Copy out verbatim the part of the entries that opens with the line containing "Return the outline of every instance of the white" and closes with the line containing "M0 8L0 46L113 54L255 41L255 3L12 0Z", both of those lines included.

┌──

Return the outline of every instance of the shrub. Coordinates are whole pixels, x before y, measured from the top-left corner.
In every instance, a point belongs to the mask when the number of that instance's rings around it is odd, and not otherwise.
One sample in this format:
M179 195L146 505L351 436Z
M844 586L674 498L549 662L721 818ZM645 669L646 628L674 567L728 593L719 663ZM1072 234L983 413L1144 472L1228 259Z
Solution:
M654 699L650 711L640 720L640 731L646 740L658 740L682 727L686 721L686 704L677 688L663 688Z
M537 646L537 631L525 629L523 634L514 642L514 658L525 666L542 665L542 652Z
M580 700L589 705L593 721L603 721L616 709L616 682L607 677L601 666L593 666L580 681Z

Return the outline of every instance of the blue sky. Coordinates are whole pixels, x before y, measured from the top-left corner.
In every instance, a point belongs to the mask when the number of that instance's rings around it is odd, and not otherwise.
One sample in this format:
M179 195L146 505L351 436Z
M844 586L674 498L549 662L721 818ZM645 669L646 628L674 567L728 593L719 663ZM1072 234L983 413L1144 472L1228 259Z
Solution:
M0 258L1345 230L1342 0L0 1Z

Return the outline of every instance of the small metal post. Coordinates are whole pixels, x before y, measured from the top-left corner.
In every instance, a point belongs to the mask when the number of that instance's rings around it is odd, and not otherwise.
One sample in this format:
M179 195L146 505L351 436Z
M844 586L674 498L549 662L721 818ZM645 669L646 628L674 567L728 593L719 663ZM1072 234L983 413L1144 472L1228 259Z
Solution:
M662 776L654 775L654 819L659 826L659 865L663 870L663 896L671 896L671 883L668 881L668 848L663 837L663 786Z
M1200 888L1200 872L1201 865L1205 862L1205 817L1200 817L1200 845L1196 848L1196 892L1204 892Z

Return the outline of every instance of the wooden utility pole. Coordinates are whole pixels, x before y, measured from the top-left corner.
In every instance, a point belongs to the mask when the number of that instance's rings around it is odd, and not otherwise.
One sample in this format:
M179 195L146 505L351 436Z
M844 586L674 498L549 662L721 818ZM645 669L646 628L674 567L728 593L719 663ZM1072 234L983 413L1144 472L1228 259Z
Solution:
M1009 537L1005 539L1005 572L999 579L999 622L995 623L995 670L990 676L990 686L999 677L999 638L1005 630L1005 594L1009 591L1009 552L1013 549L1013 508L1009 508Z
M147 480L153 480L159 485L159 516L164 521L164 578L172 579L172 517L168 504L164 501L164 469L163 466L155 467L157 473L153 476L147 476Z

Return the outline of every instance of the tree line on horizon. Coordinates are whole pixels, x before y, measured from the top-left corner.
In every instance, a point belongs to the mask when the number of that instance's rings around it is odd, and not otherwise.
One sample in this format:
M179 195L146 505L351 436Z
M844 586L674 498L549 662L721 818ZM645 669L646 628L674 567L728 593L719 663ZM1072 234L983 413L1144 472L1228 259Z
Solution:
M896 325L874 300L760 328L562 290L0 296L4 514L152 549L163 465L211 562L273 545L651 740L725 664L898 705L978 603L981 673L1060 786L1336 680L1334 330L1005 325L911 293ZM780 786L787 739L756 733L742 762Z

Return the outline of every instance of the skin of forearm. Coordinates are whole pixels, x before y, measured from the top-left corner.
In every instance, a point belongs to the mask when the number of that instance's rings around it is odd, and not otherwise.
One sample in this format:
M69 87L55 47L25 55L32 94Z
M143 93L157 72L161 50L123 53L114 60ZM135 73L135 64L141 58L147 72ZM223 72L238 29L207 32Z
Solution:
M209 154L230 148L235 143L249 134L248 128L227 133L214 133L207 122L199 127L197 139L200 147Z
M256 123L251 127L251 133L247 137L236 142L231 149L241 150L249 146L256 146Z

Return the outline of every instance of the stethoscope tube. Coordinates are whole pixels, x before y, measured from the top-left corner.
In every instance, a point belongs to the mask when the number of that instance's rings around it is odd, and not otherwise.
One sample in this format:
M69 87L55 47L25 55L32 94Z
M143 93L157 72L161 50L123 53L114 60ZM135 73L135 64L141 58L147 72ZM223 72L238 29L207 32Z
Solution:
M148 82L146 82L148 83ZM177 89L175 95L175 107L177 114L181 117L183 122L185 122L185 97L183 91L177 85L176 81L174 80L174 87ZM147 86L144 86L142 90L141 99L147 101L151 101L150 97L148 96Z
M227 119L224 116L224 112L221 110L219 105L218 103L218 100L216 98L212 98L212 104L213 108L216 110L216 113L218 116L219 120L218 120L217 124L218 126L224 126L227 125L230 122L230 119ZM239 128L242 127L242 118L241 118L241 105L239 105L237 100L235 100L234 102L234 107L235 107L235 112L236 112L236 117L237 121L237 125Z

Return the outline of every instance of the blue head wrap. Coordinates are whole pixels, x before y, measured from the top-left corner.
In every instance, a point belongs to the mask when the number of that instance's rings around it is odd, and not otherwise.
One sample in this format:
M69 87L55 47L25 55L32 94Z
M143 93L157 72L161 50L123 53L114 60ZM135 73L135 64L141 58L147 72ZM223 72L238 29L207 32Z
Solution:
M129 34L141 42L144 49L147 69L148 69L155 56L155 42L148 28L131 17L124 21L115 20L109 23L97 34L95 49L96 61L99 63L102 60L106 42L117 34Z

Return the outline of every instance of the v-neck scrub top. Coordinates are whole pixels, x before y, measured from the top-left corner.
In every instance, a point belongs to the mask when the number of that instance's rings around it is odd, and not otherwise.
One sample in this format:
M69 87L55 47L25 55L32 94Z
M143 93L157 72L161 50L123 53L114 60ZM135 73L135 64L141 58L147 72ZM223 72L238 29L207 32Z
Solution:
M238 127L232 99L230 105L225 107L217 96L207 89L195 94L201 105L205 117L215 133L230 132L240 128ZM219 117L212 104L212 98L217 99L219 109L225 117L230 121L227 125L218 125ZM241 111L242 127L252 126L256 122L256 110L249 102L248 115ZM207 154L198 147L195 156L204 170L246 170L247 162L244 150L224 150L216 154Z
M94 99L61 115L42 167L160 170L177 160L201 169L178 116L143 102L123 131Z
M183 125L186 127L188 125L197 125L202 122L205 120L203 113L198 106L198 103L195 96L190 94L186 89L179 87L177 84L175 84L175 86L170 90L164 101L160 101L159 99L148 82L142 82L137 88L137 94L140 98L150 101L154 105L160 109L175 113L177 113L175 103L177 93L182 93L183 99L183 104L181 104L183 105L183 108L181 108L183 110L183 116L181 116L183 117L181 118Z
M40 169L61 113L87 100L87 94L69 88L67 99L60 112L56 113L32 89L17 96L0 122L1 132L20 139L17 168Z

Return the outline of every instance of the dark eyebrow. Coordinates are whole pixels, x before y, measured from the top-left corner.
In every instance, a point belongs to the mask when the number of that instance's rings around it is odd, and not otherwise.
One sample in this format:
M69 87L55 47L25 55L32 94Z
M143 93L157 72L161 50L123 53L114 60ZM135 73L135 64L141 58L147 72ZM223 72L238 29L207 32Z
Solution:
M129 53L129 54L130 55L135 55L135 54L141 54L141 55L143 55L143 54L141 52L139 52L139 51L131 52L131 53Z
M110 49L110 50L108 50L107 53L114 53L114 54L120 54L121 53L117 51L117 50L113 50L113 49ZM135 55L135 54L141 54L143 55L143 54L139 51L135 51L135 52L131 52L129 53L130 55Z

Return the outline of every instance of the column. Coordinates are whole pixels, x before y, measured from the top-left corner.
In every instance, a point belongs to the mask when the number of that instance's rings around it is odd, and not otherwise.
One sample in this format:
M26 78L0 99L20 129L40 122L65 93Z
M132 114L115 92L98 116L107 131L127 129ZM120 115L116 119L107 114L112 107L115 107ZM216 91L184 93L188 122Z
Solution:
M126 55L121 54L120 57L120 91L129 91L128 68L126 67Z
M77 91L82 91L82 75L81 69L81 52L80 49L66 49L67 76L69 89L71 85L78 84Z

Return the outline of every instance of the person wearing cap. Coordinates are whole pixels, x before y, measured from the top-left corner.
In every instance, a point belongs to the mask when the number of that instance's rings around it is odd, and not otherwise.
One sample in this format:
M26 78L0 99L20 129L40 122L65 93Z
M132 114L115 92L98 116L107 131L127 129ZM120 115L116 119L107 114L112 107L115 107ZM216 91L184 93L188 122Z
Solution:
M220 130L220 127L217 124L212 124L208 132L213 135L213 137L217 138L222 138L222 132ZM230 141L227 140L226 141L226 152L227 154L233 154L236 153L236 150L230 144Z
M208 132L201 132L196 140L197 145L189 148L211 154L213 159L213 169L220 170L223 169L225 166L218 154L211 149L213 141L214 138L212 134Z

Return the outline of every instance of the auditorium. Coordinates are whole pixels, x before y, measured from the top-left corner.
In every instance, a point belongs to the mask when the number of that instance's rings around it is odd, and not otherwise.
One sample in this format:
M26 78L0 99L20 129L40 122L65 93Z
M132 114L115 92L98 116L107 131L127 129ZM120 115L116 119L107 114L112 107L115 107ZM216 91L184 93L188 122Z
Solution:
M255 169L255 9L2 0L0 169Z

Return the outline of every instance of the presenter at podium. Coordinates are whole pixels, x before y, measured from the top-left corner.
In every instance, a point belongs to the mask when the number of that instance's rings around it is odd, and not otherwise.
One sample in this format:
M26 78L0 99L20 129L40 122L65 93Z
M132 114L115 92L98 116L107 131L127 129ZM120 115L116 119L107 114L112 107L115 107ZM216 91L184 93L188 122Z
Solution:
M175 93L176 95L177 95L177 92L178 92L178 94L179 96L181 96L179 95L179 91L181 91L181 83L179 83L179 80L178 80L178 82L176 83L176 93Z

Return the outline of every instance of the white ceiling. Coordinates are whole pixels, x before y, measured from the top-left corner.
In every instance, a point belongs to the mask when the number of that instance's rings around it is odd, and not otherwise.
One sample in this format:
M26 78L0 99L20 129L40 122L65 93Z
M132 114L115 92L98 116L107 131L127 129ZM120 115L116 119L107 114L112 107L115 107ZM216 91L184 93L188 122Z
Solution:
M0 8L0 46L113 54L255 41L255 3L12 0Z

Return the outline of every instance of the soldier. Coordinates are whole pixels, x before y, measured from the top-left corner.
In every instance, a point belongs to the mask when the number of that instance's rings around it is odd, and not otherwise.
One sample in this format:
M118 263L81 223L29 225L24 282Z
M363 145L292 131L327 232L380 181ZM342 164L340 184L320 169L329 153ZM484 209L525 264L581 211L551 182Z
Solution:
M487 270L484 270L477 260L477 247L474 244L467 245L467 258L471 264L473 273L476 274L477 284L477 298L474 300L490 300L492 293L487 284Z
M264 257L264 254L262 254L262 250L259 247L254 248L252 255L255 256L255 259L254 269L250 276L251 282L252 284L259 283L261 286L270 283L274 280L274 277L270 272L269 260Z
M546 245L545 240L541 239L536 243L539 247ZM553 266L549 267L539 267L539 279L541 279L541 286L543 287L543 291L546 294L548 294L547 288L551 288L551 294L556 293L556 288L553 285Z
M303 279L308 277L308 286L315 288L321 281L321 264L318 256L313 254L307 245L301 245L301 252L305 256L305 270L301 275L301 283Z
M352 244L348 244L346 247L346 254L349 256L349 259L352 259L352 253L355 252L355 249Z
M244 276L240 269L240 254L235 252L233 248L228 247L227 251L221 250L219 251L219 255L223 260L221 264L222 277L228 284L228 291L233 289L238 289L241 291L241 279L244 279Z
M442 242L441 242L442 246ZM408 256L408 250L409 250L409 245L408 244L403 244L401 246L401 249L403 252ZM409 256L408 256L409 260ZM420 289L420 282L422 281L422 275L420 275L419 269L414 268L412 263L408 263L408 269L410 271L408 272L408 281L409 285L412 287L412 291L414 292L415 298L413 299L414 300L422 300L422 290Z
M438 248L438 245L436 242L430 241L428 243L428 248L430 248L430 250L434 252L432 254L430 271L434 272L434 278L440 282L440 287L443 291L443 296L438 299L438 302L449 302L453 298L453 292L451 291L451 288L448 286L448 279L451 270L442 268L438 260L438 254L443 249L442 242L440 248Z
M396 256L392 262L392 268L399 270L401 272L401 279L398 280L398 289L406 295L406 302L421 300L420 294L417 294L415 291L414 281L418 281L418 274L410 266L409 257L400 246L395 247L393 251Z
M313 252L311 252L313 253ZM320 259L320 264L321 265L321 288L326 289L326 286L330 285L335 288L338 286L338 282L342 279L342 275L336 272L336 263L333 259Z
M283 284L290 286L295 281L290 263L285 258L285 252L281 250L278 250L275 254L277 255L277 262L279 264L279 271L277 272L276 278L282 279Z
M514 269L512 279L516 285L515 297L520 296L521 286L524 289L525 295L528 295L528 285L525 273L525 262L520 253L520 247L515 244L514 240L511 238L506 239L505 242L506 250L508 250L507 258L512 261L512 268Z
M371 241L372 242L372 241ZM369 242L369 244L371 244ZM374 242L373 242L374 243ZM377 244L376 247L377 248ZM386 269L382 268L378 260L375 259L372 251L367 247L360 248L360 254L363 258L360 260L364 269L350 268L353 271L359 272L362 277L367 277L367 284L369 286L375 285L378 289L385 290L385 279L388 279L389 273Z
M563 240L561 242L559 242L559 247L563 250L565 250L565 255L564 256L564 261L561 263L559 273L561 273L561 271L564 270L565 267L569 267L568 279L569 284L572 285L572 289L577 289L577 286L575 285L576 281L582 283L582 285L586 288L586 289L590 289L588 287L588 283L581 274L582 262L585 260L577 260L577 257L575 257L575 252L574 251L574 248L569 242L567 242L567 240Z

└──

### Written answer
Return the outline of every instance of the white ceiling. Coordinates are whole pixels, x before y, measured from the top-left corner.
In every instance, a point belongs to the mask when the number of that instance's rings around it is odd, and not otherwise.
One sample in this format:
M26 78L0 99L20 129L40 122L65 93Z
M132 114L115 92L98 116L107 131L127 129ZM120 115L116 119L107 114L112 107L115 107ZM216 91L184 93L188 122Z
Solution:
M0 8L0 46L113 54L255 41L255 3L12 0Z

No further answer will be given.